*PROVIDED TEXT*.
The melancholy in the Youth series is both an emotional and a political comment. Emotional, because youth by its nature carries an awareness of transience. It is a period that passes quickly but leaves deep marks. Melancholy appears as a reflection of this fleetingness, but also as an attempt to preserve the value of those experiences. Political, because in a society that denies young people the right to space, safety, education, and dignity, youth becomes an act of resistance. In the current sociopolitical context of Serbia, where students and young people are actively standing up against violence, injustice, and the collapse of institutions, the melancholy in these works carries the weight of helplessness, but also a quiet form of rebellion. It becomes a way to record and preserve what is being taken from us: the sense of freedom, belonging, and belief in change.
If you could extend the Youth series beyond the canvas in a single frame, what would happen next to these characters?
In the next frame, they are on the streets, where youth stops being a metaphor.
Your landscapes are more psychological than spatial, which was also the case with your paintings of the volcanic eruption in Iceland. How do you imagine the boundary between real and imaginary space in your work?
They are part of my personal experience and of an actual event, but by transferring them onto the canvas, they open a space for different interpretations, imagination, and emotional responses.
Your palette is soft, fluid, and pastel toned, which emphasizes the fleeting nature of the moment. How do you choose your tones and how do they communicate with the themes of youth and transience?
I try to make the tones and the atmosphere truthful. Would you believe me if I told you that this is exactly how it looked when I recorded those moments?
Although you paint portraits of real people, they become allegories. How do you balance the recognizable and the symbolic in your figures?
The protagonists in my paintings are real people, but through the process of painting they become universal carriers of an emotion or an idea. I balance the concrete and the symbolic by preserving the intimacy of the scene while opening it to different interpretations.
As one of the founders of the U10 space, you actively contribute to the local art community. How does the experience of collective work reflect on your personal artistic research, especially in the current crisis faced by the cultural sector?
Collective work within U10 has profoundly shaped my artistic approach. Through shared decision making, the exchange of ideas, and solidarity, I have learned how essential dialogue and support are for the survival of art, not only as a practice but as a community. In the current cultural crisis, this model of collaboration becomes even more important. I do not see it as an alternative but as a necessity.
At the 60th October Salon you received a special award for the project Prostori za rad. What is currently happening with workspaces for artists?

*TASK REQUIREMENTS*.
A – Transcribe the part of the interview starting at "As one of the" and ending at "workspaces for artists?".
B – Put this sentence from the interview into Spanish: "In the next frame, they are on the streets, where youth stops being a metaphor."

*LISTED RECORDS*.

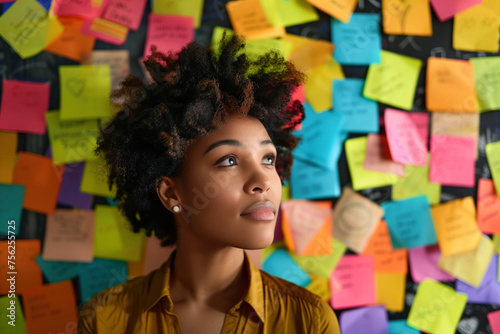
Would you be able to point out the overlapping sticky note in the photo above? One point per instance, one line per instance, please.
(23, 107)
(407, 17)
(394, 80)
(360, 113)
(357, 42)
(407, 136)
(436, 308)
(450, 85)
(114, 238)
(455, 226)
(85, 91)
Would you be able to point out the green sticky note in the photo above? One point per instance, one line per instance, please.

==

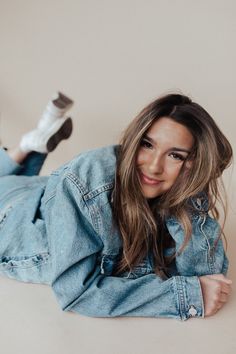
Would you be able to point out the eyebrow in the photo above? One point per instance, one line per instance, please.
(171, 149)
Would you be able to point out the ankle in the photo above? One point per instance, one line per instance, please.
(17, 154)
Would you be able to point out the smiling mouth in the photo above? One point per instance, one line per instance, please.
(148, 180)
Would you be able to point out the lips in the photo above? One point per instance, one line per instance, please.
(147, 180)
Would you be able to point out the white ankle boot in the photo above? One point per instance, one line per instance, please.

==

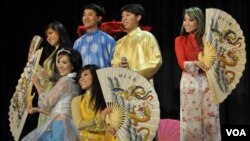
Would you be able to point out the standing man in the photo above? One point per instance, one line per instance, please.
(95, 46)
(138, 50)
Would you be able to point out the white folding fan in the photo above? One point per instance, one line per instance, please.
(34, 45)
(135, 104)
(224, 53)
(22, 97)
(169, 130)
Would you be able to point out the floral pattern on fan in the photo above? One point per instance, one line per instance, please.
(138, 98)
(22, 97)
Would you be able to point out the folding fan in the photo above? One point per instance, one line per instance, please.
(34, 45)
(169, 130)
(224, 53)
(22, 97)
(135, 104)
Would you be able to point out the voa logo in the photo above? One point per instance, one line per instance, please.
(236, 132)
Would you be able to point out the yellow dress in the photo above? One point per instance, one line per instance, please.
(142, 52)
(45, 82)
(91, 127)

*SOLUTION SET*.
A –
As one of the founders of the U10 space, you actively contribute to the local art community. How does the experience of collective work reflect on your personal artistic research, especially in the current crisis faced by the cultural sector?
Collective work within U10 has profoundly shaped my artistic approach. Through shared decision making, the exchange of ideas, and solidarity, I have learned how essential dialogue and support are for the survival of art, not only as a practice but as a community. In the current cultural crisis, this model of collaboration becomes even more important. I do not see it as an alternative but as a necessity.
At the 60th October Salon you received a special award for the project Prostori za rad. What is currently happening with workspaces for artists?

B – En el siguiente encuadre, están en las calles, donde la juventud deja de ser una metáfora.